Aim: From the line with "Note to the class: find the pink flower" through the final line, please write out the listing exactly, including both of those lines.

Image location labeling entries
- - -
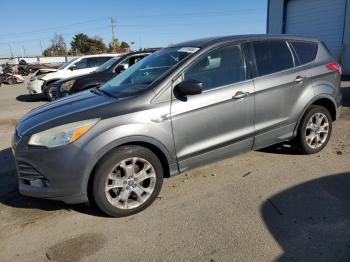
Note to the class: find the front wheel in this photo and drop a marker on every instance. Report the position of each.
(127, 181)
(315, 130)
(48, 92)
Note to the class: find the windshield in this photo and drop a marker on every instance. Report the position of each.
(67, 63)
(107, 65)
(142, 74)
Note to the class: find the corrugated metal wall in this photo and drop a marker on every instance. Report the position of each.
(327, 20)
(322, 19)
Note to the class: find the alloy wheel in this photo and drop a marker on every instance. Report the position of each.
(130, 183)
(317, 130)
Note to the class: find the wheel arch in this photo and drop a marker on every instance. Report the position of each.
(324, 100)
(48, 82)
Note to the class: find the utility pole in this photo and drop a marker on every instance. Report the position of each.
(11, 50)
(41, 47)
(113, 34)
(24, 51)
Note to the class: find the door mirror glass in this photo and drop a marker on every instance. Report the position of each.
(120, 68)
(188, 87)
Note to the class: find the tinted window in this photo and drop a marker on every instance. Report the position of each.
(306, 52)
(272, 57)
(141, 75)
(218, 68)
(82, 64)
(97, 61)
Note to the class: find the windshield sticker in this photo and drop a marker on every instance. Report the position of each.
(188, 49)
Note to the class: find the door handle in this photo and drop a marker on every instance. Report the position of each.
(299, 79)
(240, 95)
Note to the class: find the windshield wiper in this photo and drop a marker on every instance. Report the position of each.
(97, 91)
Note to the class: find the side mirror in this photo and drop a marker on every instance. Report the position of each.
(188, 88)
(119, 69)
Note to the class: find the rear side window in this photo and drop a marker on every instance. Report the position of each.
(306, 52)
(272, 57)
(223, 66)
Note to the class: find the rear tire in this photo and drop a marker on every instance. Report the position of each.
(314, 130)
(126, 181)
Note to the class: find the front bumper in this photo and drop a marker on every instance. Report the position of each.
(34, 86)
(56, 174)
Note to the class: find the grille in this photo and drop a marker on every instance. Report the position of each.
(27, 172)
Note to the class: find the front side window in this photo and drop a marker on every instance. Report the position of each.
(220, 67)
(306, 51)
(83, 63)
(272, 56)
(141, 75)
(107, 64)
(97, 61)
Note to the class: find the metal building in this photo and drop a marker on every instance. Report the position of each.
(327, 20)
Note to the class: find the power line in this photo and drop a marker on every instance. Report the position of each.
(134, 25)
(198, 14)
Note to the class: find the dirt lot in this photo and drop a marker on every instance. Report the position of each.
(266, 205)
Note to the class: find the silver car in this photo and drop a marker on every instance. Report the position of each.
(183, 106)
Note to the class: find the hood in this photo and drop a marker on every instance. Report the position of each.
(82, 106)
(47, 70)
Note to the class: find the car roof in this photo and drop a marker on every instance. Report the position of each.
(203, 42)
(100, 55)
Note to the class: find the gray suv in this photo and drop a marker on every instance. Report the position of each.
(183, 106)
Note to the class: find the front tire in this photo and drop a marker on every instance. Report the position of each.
(315, 130)
(48, 92)
(127, 180)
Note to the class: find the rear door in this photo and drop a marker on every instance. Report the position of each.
(220, 121)
(279, 83)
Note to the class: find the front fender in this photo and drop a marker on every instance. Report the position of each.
(131, 133)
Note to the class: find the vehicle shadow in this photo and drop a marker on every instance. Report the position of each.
(10, 196)
(31, 98)
(311, 221)
(284, 148)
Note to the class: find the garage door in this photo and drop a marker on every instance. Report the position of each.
(322, 19)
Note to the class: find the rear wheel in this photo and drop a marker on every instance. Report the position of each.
(315, 130)
(127, 181)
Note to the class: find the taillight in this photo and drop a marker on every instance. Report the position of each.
(334, 67)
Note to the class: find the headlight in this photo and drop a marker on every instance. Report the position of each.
(34, 78)
(61, 135)
(66, 86)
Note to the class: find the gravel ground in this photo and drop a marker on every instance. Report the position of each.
(266, 205)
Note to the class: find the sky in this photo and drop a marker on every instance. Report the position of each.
(28, 26)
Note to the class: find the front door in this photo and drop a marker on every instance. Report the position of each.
(220, 121)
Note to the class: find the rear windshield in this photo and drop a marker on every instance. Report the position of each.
(306, 51)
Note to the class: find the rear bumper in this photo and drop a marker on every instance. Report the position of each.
(34, 87)
(338, 111)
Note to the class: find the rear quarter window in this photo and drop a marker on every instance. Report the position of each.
(272, 56)
(306, 52)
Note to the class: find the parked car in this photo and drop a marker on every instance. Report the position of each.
(181, 107)
(42, 80)
(98, 77)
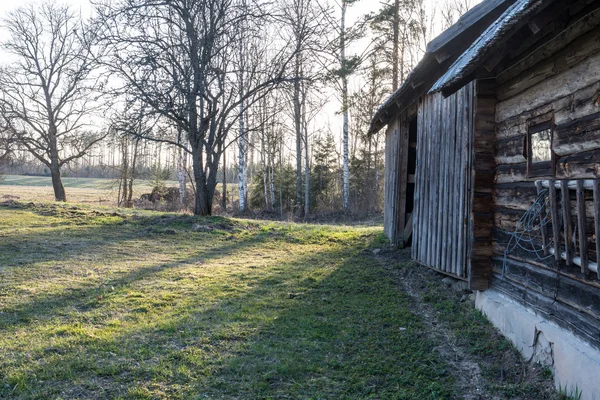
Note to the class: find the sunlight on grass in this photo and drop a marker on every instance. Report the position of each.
(103, 305)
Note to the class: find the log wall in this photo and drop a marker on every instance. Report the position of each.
(443, 182)
(563, 84)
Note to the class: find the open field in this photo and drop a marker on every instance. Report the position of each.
(99, 304)
(80, 190)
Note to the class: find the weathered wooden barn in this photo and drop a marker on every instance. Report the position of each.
(492, 167)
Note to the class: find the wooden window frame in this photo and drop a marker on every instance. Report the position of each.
(546, 168)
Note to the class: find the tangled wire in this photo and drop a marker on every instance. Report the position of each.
(528, 232)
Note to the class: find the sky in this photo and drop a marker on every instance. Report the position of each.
(329, 115)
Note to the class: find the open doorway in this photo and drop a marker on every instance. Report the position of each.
(410, 181)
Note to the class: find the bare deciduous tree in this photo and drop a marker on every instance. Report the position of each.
(48, 91)
(178, 59)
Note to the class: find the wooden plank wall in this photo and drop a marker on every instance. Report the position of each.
(391, 182)
(442, 197)
(562, 84)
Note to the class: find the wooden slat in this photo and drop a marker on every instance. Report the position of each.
(443, 214)
(417, 196)
(452, 183)
(567, 222)
(582, 227)
(426, 152)
(402, 178)
(460, 122)
(555, 227)
(597, 218)
(432, 184)
(464, 174)
(544, 228)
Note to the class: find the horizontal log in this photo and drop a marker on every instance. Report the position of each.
(486, 105)
(480, 273)
(577, 136)
(565, 84)
(520, 195)
(579, 50)
(509, 173)
(588, 184)
(566, 317)
(581, 297)
(582, 165)
(485, 122)
(511, 150)
(484, 162)
(482, 202)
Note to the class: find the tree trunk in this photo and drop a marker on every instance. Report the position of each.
(202, 204)
(346, 188)
(59, 189)
(306, 170)
(395, 57)
(224, 195)
(298, 131)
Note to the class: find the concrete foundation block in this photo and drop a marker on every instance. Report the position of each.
(575, 363)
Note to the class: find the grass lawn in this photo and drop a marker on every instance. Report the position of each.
(82, 190)
(96, 304)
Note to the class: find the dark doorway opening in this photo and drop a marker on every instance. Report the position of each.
(411, 169)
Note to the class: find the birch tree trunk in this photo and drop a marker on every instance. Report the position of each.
(346, 177)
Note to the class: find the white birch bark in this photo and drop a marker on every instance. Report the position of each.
(346, 167)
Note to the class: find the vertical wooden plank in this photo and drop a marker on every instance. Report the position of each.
(441, 133)
(444, 190)
(555, 219)
(567, 221)
(452, 175)
(597, 218)
(469, 222)
(461, 244)
(544, 228)
(439, 180)
(457, 172)
(402, 178)
(414, 251)
(425, 179)
(582, 227)
(431, 193)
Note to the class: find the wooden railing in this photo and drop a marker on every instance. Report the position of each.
(573, 252)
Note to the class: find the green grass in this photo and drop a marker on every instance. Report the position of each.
(96, 304)
(80, 183)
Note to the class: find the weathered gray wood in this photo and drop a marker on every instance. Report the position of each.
(581, 76)
(582, 227)
(436, 132)
(402, 179)
(408, 229)
(467, 127)
(544, 228)
(567, 222)
(470, 18)
(452, 181)
(555, 219)
(569, 37)
(443, 208)
(597, 218)
(427, 184)
(417, 195)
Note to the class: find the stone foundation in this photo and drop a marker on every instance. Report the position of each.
(575, 363)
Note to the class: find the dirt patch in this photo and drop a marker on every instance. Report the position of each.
(484, 368)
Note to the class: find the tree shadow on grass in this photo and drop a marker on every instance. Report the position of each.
(324, 325)
(84, 296)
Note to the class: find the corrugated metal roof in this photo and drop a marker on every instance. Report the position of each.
(455, 40)
(469, 61)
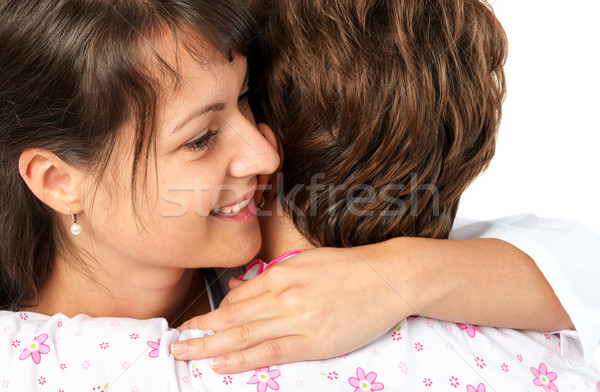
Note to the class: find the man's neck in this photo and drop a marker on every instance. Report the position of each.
(124, 291)
(279, 233)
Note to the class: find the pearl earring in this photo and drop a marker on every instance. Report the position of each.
(75, 228)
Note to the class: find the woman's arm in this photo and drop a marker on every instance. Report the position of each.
(313, 297)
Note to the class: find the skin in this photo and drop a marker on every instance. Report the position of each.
(300, 309)
(174, 230)
(266, 320)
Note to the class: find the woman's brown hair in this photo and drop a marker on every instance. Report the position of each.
(386, 111)
(72, 72)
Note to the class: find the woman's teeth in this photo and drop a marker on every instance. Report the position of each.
(234, 209)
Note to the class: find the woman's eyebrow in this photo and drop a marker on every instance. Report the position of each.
(215, 107)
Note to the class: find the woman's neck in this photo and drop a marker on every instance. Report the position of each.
(124, 291)
(279, 233)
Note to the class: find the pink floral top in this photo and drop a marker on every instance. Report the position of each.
(64, 354)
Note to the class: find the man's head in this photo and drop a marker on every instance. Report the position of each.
(386, 110)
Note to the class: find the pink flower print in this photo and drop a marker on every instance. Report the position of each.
(454, 382)
(365, 383)
(265, 377)
(480, 388)
(543, 378)
(403, 368)
(331, 375)
(397, 335)
(470, 329)
(35, 349)
(480, 362)
(154, 346)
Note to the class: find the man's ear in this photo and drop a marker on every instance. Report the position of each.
(51, 180)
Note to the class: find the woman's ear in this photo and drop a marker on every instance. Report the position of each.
(51, 180)
(269, 183)
(271, 138)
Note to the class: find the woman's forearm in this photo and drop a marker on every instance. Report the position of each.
(476, 281)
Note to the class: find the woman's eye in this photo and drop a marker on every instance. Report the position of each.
(203, 141)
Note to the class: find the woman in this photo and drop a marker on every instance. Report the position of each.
(91, 182)
(319, 53)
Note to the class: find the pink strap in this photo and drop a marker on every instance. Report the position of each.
(262, 266)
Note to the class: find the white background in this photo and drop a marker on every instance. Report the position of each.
(548, 153)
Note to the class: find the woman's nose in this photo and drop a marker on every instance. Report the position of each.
(255, 155)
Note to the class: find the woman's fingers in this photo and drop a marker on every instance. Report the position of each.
(232, 340)
(233, 314)
(278, 351)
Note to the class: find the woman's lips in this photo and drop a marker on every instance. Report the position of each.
(240, 211)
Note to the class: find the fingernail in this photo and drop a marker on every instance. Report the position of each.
(178, 348)
(217, 363)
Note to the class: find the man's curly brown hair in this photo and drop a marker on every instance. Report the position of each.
(394, 103)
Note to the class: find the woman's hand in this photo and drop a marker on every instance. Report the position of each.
- - -
Task result:
Note to the class: find the pink flower print in this photo and drop a marker on every instance. Report the position of each.
(454, 382)
(365, 383)
(265, 377)
(480, 388)
(543, 378)
(403, 368)
(331, 375)
(397, 335)
(470, 329)
(35, 349)
(480, 362)
(154, 346)
Note to the class: find the man's ear in this photo and drop a marker on every instance. Report the position of each.
(51, 180)
Note to the class: find the woman's ear in this photo and drop a marker on every instance. Report the position of each.
(51, 180)
(269, 183)
(271, 138)
Note to the class: find the woman's forearm in this photo and drop a marker on every instance. Report the position of each.
(476, 281)
Note to the class: find the woman's eye in this photo and drop a marker on every instance. Report the position of each.
(203, 141)
Note to the class: find the woman in this photo and drop a marker on every instance. Report the position of each.
(91, 182)
(319, 53)
Note to the class: find the pink strap in this photo and drop a marker on every instance. Report the position of each.
(262, 266)
Note to the class: find the white background in this photo and drop a marker on every instance. Report the position of each.
(548, 153)
Note to the class: find the woman's nose in this photo and drop a marker on every instance. Report the position of each.
(255, 155)
Note to the class: find the woman's fingers in this photo and drop a marker on every instance. Report the position of each.
(232, 340)
(233, 314)
(278, 351)
Note to the class: find the woman's lips in this photo and drop a marker on every instance. Report the position of each.
(240, 211)
Note to the class: find the fingernail in this photo and drop a marker on every instance. Report the position of each.
(178, 348)
(217, 363)
Note to the class: find the man's curly brown hair in this photo and drop a marker on every instance. Report the position of each.
(394, 103)
Note to the class: find the woman's hand in this photo and drop a marker on every instance. Report the position of each.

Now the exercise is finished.